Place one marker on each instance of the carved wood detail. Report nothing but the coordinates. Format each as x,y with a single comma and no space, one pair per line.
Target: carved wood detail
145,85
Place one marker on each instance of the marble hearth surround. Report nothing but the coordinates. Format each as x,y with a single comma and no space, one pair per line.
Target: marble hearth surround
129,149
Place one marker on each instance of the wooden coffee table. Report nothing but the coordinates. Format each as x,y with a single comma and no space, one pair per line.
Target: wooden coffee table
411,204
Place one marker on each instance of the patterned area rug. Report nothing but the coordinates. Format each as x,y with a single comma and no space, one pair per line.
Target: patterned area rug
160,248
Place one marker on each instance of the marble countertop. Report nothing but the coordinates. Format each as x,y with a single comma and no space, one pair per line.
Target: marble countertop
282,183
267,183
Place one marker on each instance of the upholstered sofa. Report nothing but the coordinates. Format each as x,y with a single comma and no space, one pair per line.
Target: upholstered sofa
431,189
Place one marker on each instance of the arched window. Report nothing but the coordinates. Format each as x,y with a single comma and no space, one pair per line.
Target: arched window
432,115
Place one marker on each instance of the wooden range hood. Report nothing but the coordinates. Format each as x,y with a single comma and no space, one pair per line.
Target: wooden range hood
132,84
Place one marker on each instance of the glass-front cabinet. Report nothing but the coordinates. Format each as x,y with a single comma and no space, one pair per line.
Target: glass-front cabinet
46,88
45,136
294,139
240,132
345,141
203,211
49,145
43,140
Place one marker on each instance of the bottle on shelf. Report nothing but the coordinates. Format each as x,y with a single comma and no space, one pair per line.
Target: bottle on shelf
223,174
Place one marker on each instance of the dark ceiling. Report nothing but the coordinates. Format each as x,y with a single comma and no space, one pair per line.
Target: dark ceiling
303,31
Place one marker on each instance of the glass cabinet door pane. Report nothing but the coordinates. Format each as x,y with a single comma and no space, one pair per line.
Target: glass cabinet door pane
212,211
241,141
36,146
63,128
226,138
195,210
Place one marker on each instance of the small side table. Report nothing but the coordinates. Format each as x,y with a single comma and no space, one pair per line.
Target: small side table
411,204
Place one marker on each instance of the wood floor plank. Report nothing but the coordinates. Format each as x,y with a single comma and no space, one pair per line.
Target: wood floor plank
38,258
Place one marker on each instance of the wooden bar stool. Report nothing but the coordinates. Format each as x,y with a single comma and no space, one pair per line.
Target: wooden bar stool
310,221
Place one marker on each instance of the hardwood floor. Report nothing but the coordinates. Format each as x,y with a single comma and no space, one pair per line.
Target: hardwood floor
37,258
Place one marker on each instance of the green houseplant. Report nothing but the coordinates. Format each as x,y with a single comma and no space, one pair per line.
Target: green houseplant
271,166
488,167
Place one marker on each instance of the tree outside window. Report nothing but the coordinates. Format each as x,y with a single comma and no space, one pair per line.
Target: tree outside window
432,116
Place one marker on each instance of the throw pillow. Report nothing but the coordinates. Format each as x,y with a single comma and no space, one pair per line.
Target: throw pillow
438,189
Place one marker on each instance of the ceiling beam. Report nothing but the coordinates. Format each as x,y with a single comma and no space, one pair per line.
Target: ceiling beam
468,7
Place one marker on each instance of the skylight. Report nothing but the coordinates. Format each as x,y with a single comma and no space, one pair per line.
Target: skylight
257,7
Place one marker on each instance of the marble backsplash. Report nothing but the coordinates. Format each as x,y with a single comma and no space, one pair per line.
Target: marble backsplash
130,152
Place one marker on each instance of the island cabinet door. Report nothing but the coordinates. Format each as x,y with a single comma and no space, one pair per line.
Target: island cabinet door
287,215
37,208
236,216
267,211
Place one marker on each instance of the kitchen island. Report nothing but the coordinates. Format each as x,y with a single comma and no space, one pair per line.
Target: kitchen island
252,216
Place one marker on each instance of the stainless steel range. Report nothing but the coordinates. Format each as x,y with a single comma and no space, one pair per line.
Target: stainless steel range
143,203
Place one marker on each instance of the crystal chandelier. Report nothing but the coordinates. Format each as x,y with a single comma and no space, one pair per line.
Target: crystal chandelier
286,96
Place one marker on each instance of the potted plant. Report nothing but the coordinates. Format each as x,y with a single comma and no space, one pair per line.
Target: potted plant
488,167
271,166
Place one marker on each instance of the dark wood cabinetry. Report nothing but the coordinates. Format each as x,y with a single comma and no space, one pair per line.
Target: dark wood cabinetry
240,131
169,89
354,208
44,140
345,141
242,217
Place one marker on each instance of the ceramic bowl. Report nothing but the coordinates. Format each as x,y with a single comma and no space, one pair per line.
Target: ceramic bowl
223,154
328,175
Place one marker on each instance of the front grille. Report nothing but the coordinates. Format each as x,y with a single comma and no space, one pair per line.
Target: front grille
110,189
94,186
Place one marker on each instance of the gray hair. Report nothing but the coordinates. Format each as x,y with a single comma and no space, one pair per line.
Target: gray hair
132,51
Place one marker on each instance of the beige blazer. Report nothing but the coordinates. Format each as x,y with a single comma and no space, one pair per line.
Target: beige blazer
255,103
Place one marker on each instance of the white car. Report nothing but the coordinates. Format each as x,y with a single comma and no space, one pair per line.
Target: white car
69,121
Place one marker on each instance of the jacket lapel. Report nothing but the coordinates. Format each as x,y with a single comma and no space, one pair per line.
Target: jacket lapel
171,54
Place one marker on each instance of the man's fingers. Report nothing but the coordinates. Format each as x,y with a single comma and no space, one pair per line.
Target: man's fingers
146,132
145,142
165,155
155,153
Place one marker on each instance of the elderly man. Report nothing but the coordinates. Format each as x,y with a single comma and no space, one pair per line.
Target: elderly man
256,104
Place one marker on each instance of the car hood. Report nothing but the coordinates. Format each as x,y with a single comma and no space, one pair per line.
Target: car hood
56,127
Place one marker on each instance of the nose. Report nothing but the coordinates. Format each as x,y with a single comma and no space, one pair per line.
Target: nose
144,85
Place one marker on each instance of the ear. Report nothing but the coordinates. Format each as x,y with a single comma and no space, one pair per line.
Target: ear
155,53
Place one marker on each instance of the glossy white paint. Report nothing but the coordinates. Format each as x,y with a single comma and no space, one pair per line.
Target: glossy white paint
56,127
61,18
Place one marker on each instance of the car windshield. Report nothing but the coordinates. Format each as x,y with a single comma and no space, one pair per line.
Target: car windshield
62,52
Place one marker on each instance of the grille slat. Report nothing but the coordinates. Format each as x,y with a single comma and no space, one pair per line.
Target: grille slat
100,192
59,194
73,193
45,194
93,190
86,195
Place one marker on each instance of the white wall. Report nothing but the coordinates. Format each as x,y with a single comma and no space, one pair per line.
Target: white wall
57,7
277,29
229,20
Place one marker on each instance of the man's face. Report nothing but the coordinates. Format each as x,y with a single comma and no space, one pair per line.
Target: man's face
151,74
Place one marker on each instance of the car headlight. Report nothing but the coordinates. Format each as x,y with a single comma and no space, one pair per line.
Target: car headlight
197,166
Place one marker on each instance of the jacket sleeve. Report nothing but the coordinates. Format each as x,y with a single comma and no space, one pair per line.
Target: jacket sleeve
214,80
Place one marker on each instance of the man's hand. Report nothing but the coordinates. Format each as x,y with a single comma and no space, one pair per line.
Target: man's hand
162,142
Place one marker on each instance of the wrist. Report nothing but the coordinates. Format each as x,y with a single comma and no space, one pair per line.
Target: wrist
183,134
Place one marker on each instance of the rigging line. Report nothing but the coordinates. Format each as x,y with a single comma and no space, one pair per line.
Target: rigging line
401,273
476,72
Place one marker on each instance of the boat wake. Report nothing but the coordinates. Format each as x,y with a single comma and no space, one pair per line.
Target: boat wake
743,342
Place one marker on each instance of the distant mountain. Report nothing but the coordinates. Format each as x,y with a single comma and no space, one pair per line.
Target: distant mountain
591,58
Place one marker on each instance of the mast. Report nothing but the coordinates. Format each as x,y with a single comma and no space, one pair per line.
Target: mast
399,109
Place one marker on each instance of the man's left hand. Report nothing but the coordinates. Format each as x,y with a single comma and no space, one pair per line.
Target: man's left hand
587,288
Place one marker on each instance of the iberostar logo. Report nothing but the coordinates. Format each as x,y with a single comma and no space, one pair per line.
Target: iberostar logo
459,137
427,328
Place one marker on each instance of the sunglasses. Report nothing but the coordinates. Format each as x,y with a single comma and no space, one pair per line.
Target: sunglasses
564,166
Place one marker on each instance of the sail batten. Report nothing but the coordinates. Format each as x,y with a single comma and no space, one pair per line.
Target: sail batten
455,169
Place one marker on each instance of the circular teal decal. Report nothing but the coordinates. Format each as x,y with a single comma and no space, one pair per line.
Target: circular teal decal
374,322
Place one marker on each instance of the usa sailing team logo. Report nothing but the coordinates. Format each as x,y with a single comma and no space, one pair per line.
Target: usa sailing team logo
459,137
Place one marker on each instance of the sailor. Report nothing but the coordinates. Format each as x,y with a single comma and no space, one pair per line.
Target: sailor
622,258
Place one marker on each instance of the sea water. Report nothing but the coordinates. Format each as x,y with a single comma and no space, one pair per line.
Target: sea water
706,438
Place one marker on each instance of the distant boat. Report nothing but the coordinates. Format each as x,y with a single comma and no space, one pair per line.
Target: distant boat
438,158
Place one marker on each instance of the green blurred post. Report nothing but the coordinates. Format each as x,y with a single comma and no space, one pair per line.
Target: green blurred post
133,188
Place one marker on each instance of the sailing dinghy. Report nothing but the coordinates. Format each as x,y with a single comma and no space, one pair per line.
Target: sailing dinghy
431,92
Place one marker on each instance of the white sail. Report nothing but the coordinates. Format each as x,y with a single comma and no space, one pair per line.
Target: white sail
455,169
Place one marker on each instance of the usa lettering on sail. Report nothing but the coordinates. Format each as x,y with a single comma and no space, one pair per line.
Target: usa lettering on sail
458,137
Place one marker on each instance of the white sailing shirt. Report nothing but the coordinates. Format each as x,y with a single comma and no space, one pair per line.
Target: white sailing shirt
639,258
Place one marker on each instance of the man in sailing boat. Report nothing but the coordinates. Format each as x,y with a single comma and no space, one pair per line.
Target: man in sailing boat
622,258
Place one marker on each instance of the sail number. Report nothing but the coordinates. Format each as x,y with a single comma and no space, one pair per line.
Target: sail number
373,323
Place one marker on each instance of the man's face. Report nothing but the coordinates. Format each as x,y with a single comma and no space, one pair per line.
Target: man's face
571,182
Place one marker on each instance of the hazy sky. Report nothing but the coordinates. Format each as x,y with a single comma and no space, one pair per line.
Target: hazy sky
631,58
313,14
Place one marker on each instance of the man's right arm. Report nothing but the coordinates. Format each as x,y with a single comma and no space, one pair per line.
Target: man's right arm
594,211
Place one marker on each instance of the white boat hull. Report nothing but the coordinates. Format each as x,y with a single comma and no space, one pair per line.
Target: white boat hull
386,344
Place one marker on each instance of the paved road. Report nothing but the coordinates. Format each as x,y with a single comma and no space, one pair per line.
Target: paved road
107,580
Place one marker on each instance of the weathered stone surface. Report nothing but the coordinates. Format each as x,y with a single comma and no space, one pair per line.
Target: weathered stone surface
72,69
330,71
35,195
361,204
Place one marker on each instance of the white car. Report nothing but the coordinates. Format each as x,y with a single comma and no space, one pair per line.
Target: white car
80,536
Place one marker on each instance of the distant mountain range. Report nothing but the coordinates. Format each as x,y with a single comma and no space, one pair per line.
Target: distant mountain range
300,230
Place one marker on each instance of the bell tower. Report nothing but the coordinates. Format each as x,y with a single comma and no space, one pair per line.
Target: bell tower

☆ ☆ ☆ ☆ ☆ ☆ ☆

Reproduce only the lines from the line containing "Place one marker on each instance of the weathered" to the last line of the material above, both of those lines included.

Place one marker on each instance of the weathered stone surface. Report nothing but the coordinates. Format each as x,y with a single comma and no space, one pair per line.
Target: weathered stone surface
72,69
330,71
35,195
361,204
Place one marker on each instance of the white car. Report nothing but the coordinates. Format each as x,y with a single comma and no space, one pair per line.
Target: white car
80,536
Place one marker on each instance of the distant mountain range. Report nothing but the coordinates. Format each as x,y with a single comma and no space, one pair per line.
Target: distant mountain range
300,230
Place one marker on each instance of the bell tower. Report nothing but the coordinates. Format each as x,y with a single comma and no space, one pair per line.
Target: bell tower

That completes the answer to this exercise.